=== TASK DESCRIPTION ===
Transcribe, without any alteration, only the lines that begin at the line containing "Question. For every instance of the black metal" and run to the last line below.
THE DATA: Begin
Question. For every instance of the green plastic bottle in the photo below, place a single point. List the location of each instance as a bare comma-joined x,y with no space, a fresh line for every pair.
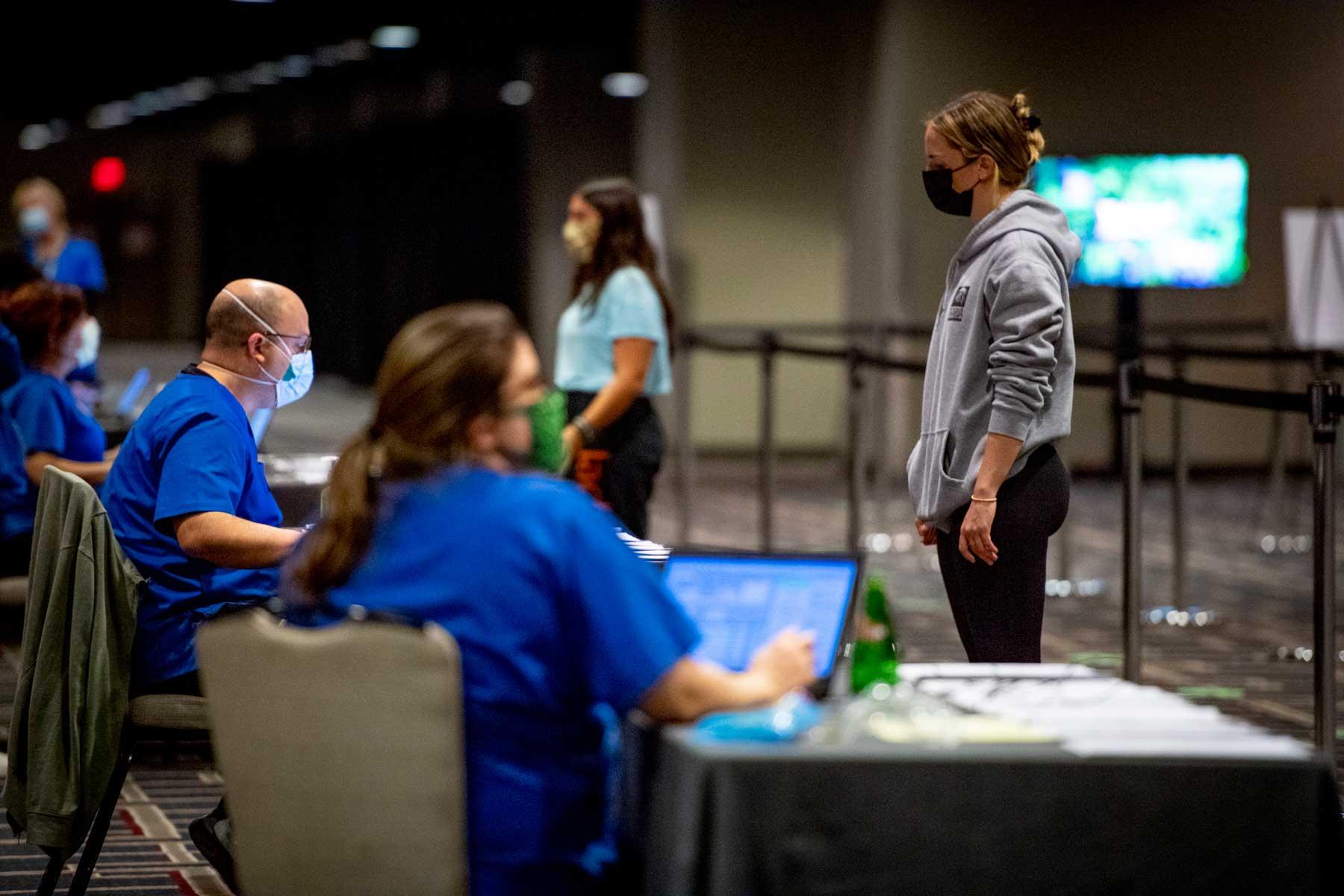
877,647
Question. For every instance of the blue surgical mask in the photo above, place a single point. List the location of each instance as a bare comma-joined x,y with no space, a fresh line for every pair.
34,222
297,378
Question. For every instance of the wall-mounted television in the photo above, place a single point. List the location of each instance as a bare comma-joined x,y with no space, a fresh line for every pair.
1152,220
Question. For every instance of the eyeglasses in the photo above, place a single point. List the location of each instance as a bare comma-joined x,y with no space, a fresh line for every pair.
307,344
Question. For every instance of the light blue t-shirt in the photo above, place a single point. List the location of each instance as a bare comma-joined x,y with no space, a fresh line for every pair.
626,308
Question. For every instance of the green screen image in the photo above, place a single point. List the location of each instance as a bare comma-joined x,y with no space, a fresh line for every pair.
1152,220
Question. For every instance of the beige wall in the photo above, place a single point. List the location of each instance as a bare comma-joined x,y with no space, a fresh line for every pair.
761,230
768,163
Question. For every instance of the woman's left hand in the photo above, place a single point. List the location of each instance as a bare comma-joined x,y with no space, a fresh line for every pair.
974,541
573,441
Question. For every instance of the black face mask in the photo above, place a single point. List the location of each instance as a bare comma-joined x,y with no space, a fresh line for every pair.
944,196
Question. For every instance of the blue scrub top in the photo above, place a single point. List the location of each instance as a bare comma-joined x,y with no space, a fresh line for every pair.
13,479
191,452
47,420
626,308
80,264
556,617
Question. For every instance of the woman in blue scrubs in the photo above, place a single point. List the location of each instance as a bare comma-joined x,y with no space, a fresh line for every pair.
15,539
613,352
40,208
45,319
557,620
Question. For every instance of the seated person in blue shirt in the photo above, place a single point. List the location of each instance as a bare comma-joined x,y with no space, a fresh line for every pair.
54,430
554,615
15,534
187,497
40,210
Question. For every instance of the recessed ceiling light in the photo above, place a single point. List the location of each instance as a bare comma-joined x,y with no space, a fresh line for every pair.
35,137
396,38
517,93
625,85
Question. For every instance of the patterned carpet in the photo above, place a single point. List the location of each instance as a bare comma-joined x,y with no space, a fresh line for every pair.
1245,664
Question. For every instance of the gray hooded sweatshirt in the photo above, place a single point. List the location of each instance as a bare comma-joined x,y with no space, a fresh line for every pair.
1001,356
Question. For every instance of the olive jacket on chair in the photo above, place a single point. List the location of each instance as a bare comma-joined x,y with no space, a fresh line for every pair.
78,630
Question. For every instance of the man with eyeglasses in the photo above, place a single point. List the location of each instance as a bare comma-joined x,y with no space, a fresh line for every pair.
187,497
188,501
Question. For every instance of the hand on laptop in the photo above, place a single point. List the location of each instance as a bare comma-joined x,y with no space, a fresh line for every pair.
786,662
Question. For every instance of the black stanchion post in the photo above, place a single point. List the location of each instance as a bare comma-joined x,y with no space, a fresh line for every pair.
1180,480
1324,399
765,467
1130,403
1129,344
853,420
685,448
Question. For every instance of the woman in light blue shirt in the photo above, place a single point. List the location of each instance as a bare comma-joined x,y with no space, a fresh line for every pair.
615,351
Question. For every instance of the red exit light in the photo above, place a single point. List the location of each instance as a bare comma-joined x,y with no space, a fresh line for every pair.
109,175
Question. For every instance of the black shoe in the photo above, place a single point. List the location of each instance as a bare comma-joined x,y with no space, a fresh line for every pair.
203,835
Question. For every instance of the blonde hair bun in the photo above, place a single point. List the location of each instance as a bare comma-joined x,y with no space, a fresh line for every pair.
1031,124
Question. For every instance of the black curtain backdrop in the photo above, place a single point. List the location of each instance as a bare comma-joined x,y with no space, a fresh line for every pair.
376,228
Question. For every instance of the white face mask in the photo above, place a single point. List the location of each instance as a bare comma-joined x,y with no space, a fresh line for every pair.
89,337
34,222
297,378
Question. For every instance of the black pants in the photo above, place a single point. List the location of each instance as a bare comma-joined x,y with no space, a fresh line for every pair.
999,608
618,470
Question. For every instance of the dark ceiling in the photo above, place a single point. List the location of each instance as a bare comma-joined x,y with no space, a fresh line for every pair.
60,60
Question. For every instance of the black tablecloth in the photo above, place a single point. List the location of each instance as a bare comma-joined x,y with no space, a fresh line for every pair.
737,820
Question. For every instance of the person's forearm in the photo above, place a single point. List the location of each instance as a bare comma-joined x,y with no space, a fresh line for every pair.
692,688
612,402
92,472
1001,453
231,541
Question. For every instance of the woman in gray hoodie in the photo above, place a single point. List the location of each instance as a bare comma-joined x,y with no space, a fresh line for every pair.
987,484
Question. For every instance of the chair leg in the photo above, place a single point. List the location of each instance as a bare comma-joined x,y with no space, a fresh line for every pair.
93,845
52,876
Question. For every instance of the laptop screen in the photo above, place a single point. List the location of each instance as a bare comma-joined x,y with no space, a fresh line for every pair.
127,405
742,601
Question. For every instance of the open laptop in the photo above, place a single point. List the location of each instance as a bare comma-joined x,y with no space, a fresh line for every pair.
741,601
127,403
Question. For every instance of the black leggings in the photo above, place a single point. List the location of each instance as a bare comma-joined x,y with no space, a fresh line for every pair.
999,608
618,470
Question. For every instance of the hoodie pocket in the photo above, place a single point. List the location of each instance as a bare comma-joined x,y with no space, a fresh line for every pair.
934,491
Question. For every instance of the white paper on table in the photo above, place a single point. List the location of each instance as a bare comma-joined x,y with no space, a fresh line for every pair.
1263,747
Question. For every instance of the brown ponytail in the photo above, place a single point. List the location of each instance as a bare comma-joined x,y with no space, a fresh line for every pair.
443,370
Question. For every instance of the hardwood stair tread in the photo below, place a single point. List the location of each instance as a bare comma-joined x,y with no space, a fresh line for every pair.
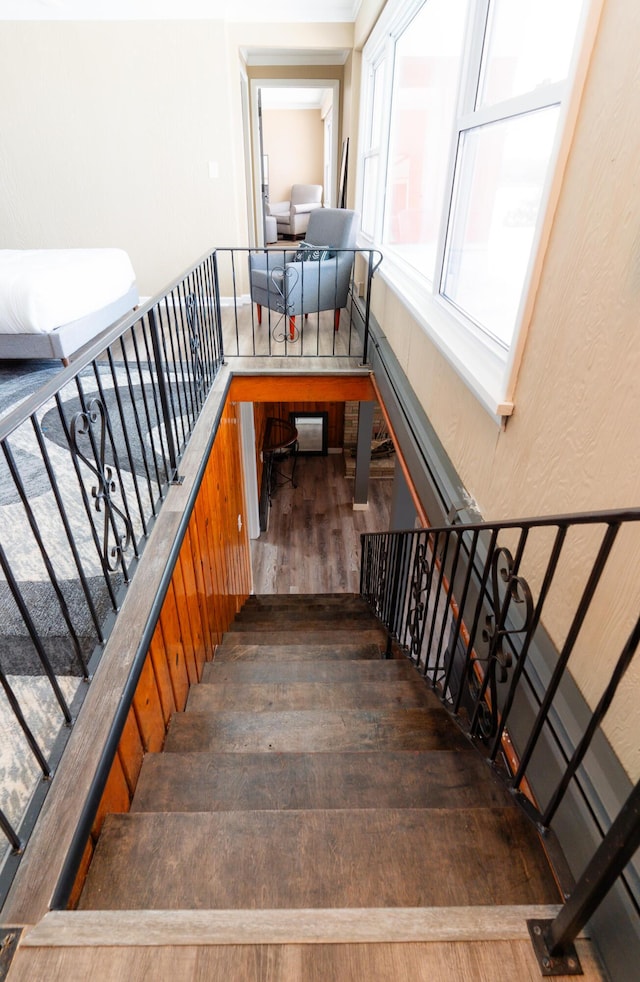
345,925
307,670
273,696
283,600
238,782
343,858
330,625
233,649
311,730
311,612
285,638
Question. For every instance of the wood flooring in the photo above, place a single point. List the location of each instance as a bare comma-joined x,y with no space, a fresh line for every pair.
313,541
315,815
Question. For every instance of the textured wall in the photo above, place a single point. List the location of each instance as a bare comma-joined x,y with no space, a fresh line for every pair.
108,130
294,141
573,441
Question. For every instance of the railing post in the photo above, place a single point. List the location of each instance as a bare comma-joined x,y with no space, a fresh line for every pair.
218,309
367,313
163,389
553,940
395,589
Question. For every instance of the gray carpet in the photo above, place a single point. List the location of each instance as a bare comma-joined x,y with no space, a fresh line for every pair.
18,655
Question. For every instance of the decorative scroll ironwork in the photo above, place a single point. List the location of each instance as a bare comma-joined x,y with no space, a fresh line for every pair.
193,323
496,633
421,576
115,539
283,280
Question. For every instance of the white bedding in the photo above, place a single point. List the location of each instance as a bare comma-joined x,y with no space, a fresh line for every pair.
44,289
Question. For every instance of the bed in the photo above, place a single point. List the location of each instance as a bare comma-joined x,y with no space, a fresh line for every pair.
54,301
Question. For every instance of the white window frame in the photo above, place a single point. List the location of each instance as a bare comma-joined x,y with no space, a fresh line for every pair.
488,368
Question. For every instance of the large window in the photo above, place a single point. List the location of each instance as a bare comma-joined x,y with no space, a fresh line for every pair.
461,116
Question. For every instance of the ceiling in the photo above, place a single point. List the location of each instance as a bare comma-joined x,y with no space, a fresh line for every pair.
262,11
291,97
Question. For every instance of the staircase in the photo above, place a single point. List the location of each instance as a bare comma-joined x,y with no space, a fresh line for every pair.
314,795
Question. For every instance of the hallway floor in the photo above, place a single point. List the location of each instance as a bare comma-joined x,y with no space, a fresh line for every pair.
312,544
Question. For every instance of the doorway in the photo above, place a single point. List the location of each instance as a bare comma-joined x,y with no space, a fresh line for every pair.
284,150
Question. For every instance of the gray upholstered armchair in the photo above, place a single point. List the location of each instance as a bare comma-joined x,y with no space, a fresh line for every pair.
292,217
315,276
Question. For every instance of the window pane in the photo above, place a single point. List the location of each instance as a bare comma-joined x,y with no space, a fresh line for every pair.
498,187
425,85
529,45
369,195
376,105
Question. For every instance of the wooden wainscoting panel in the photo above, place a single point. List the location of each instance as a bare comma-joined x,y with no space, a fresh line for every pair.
116,797
148,710
158,658
174,650
131,751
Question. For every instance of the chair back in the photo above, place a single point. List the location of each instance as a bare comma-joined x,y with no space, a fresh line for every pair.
306,194
336,228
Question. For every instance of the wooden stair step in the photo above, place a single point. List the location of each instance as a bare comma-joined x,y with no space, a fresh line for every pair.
346,925
199,782
302,650
303,600
284,672
313,612
271,859
283,638
309,730
277,625
274,696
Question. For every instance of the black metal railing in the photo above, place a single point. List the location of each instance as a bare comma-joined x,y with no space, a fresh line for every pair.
85,465
275,305
468,604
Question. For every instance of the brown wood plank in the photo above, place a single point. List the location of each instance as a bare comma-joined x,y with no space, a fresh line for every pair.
313,540
131,751
268,627
310,695
318,388
499,961
343,858
331,613
240,782
298,637
148,709
304,650
116,797
306,731
251,671
158,656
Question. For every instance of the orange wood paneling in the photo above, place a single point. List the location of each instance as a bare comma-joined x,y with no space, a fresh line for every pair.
115,799
188,605
334,410
174,649
160,669
316,388
131,751
211,581
83,869
148,710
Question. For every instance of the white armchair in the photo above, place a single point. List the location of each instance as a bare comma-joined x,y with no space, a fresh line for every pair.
THE DATA: End
=== RESPONSE TO THIS EXERCISE ===
Question. For every instance of the black metal railing in the photo above, place a single point. List the location of each instance as a bare comma-joined x,y with no space, a fresh line for every pair.
85,465
275,305
468,604
Question. For every instance of the brown wood plank in the photo above, place a single point. List the location of each instance as a bare comma-joined x,y with no space, a fresh line for every pair.
313,540
131,751
268,627
310,695
318,388
499,961
343,858
331,613
240,782
298,637
148,709
304,650
116,797
306,731
251,671
158,656
Question. For every instance of the orange wood paneling in the photo above, place a single point. List the location of each instance as a bare comma-joined x,y with no space, a fresh line for every pair.
115,799
188,605
334,410
174,649
160,669
316,388
131,751
211,581
83,869
148,710
Question. For every instance of the white armchair in the photo above, place a single point. List the location of each instance as a bare comma-joined x,y with no space, a fresh line for every pair.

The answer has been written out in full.